(Region pointing data)

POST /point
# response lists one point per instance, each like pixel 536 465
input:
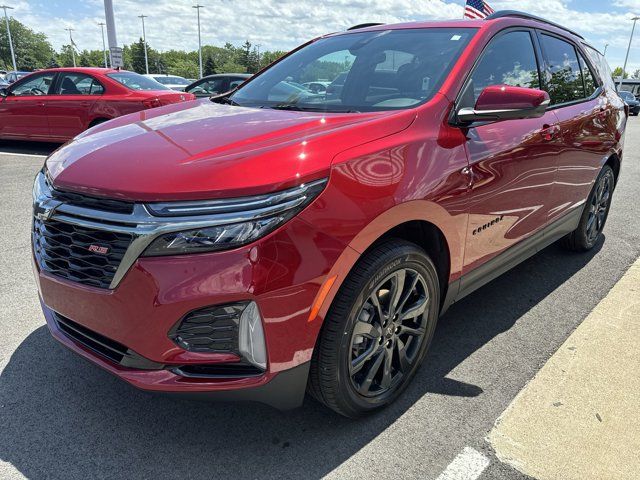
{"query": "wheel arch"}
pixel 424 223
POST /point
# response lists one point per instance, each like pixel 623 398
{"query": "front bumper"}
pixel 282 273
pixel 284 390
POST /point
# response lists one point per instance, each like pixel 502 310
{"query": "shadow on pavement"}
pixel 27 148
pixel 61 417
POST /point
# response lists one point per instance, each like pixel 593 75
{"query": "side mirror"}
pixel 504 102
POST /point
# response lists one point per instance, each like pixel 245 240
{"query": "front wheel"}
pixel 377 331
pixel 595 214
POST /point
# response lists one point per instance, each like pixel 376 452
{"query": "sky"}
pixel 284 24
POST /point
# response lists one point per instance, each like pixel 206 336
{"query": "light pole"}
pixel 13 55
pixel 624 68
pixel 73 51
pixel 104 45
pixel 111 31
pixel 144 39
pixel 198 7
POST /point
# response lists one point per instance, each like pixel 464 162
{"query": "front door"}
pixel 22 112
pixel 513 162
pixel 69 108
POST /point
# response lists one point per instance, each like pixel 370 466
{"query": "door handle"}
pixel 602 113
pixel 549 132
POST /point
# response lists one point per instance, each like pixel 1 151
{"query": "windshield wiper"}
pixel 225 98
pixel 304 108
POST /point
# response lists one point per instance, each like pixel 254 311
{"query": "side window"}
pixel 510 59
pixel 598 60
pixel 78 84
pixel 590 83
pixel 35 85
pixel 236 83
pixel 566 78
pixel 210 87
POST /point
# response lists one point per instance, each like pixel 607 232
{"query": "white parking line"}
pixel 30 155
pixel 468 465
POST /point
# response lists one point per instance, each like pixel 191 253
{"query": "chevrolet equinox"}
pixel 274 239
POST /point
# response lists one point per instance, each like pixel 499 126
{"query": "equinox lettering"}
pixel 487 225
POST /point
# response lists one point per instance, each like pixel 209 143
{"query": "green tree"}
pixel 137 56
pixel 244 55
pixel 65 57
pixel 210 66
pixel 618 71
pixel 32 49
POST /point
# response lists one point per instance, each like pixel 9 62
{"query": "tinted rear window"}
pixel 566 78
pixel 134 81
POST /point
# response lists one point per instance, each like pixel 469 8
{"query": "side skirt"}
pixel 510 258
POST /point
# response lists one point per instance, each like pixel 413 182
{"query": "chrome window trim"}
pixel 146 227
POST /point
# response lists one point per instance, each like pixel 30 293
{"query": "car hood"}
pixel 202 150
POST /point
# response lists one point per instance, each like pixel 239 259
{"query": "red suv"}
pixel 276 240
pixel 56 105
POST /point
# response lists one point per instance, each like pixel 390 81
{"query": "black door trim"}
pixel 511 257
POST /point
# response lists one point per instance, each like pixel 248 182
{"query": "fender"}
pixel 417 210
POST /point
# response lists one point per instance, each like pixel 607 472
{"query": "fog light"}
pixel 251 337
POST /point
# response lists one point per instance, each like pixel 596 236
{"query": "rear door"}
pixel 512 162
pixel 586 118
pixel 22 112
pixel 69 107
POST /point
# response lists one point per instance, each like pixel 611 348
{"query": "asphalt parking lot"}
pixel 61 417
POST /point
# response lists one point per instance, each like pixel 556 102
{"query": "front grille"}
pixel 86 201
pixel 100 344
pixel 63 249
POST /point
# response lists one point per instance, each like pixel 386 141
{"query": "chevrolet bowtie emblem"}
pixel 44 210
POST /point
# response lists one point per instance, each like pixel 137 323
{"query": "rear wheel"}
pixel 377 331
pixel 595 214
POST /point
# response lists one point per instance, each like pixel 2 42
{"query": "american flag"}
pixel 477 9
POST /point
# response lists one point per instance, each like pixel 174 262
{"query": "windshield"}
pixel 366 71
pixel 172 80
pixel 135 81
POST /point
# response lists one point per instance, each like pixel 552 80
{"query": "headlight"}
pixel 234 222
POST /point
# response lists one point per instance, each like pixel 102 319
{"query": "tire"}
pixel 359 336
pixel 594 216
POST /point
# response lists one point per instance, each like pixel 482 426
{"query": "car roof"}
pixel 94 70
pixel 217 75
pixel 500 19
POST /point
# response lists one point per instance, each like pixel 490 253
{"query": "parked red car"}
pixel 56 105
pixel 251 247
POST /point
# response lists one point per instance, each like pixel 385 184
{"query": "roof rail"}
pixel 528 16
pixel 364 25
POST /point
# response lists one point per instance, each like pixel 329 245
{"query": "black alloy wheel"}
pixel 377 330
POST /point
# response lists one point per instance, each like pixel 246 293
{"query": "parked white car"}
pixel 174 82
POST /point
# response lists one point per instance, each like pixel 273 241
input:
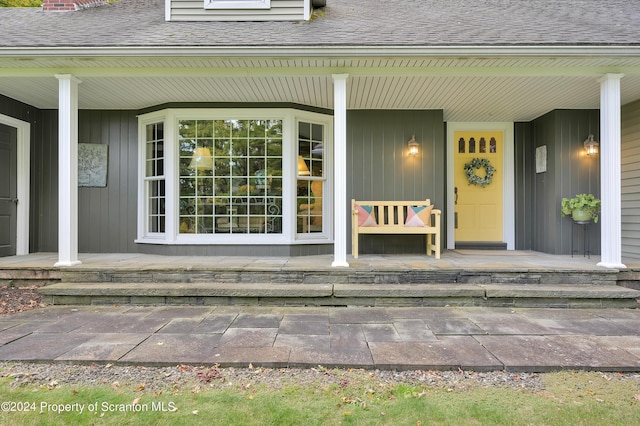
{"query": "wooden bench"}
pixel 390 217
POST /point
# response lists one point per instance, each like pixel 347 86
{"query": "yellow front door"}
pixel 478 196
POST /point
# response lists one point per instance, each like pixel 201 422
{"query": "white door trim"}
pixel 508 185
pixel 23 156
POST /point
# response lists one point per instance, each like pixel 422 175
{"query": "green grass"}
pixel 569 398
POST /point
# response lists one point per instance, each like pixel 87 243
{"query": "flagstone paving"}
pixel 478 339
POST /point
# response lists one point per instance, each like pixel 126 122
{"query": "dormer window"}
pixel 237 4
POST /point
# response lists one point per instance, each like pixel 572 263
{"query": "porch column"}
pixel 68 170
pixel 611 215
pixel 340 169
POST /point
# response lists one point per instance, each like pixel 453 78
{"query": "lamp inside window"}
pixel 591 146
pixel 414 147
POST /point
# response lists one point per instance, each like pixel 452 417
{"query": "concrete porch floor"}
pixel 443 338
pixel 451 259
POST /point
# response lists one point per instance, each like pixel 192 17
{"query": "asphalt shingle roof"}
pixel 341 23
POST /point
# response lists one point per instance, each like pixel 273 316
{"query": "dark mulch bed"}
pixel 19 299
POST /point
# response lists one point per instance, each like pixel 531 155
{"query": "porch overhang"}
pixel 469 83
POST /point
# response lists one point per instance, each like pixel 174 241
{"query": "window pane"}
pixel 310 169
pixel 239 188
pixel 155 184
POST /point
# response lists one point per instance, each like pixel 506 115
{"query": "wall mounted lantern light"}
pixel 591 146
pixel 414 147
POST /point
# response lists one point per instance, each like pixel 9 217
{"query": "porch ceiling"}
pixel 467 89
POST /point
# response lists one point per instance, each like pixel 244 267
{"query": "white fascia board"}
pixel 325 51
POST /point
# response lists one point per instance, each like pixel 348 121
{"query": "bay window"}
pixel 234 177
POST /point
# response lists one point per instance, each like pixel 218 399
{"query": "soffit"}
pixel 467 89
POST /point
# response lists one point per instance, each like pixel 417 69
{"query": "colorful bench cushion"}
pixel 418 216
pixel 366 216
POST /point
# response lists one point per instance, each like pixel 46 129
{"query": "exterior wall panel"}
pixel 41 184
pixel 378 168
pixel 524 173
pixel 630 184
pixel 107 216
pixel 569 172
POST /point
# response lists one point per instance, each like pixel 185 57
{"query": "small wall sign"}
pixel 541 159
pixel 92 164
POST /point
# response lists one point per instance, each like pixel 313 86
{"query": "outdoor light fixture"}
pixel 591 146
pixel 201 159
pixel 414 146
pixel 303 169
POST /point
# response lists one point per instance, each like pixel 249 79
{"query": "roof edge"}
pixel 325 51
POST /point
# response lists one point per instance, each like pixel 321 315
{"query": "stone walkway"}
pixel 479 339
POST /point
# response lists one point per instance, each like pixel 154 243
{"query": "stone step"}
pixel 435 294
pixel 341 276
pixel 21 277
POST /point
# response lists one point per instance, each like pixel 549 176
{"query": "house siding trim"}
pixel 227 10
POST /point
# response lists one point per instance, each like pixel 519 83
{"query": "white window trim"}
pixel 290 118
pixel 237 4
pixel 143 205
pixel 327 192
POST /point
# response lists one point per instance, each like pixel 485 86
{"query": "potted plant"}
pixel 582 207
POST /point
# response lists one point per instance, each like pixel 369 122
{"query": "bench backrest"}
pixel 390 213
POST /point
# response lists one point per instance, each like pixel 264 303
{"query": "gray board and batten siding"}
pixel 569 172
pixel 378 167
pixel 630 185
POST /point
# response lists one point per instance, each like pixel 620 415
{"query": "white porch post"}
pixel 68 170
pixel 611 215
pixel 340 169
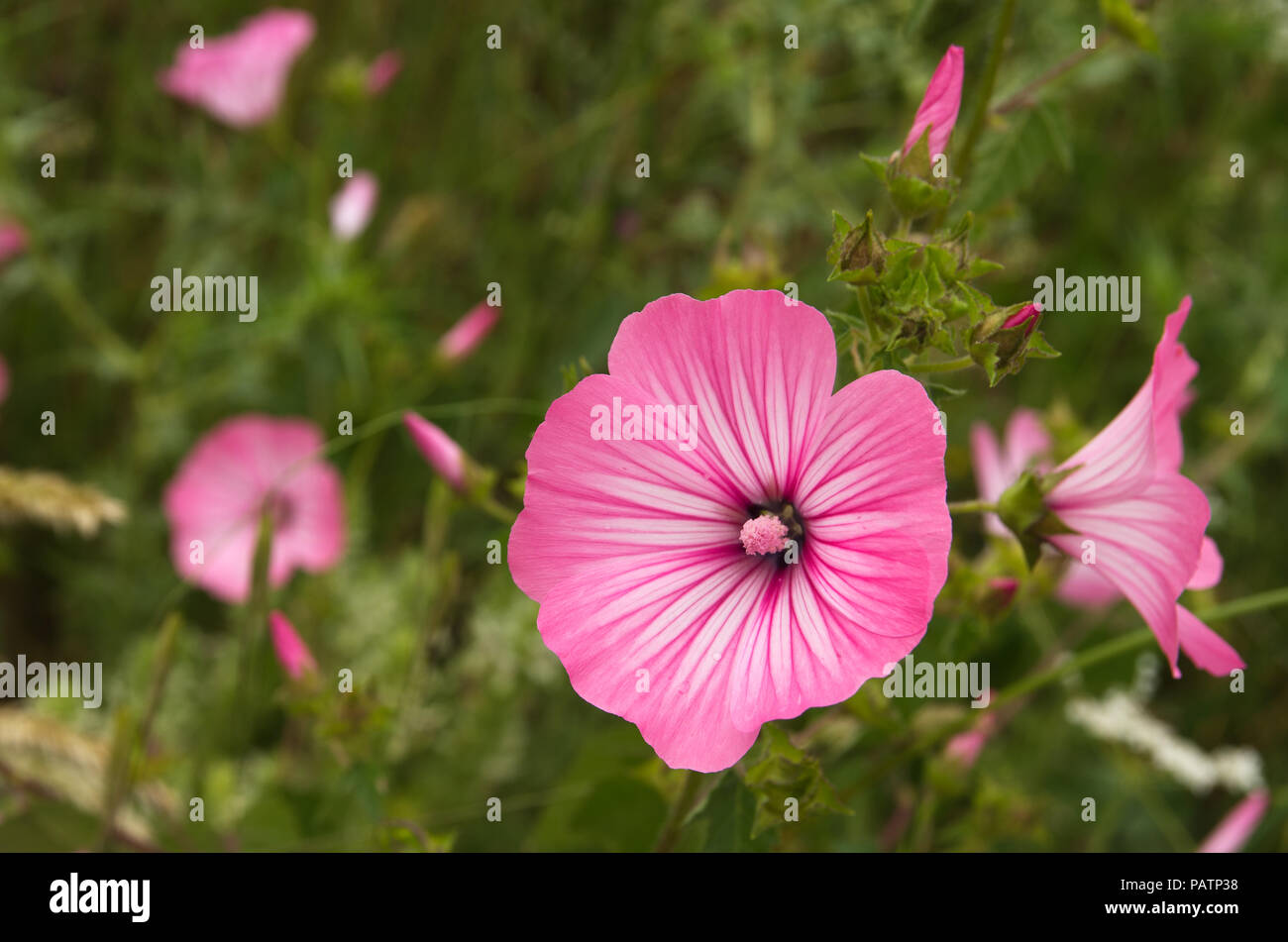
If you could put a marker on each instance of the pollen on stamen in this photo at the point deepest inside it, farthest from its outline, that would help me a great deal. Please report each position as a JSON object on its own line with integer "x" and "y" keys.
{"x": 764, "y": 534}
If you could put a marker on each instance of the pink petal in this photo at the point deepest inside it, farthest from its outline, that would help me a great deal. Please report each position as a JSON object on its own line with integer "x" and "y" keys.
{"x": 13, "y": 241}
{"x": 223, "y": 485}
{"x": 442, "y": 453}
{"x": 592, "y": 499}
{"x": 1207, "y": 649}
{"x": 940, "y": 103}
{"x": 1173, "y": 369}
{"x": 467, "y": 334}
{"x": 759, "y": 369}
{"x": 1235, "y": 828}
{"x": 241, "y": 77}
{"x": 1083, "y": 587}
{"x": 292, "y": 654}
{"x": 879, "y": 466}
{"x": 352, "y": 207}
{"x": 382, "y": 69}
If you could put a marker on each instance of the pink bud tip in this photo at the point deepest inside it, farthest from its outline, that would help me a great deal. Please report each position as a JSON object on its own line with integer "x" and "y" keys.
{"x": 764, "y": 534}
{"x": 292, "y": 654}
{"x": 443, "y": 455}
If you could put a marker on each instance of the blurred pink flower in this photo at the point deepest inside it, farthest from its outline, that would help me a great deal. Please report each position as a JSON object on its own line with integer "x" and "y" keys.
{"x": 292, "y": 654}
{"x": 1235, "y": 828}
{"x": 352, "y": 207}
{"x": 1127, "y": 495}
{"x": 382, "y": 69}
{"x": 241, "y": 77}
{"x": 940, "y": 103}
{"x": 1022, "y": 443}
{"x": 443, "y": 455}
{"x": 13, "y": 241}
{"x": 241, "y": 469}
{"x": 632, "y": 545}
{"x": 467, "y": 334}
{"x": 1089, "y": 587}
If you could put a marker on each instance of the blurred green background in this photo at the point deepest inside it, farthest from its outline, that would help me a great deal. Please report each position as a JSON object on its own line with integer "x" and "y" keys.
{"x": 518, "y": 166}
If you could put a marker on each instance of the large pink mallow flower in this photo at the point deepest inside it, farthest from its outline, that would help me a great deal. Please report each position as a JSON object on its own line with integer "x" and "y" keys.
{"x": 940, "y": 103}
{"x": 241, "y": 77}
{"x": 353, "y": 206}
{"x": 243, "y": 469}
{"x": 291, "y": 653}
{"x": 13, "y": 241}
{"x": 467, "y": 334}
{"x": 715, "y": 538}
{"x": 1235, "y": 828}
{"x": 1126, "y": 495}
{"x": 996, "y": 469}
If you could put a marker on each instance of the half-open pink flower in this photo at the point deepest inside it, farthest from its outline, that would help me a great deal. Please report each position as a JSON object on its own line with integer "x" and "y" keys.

* Exercise *
Reproduce, without alteration and without pictures, only those lines that lie between the first line of the entries above and the line containing "# response lists one point per instance, each like pixel 593", both of them included.

* Answer space *
POST /point
# response lists one point per instance, each like pixel 536 465
input:
{"query": "wheel arch"}
pixel 424 223
POST /point
# response lists one point per instance, each like pixel 623 398
{"query": "front bumper"}
pixel 282 273
pixel 284 390
POST /point
# response lists one point per instance, each like pixel 502 310
{"query": "shadow on pavement"}
pixel 27 148
pixel 61 417
POST /point
# response lists one point per instance, each like pixel 593 75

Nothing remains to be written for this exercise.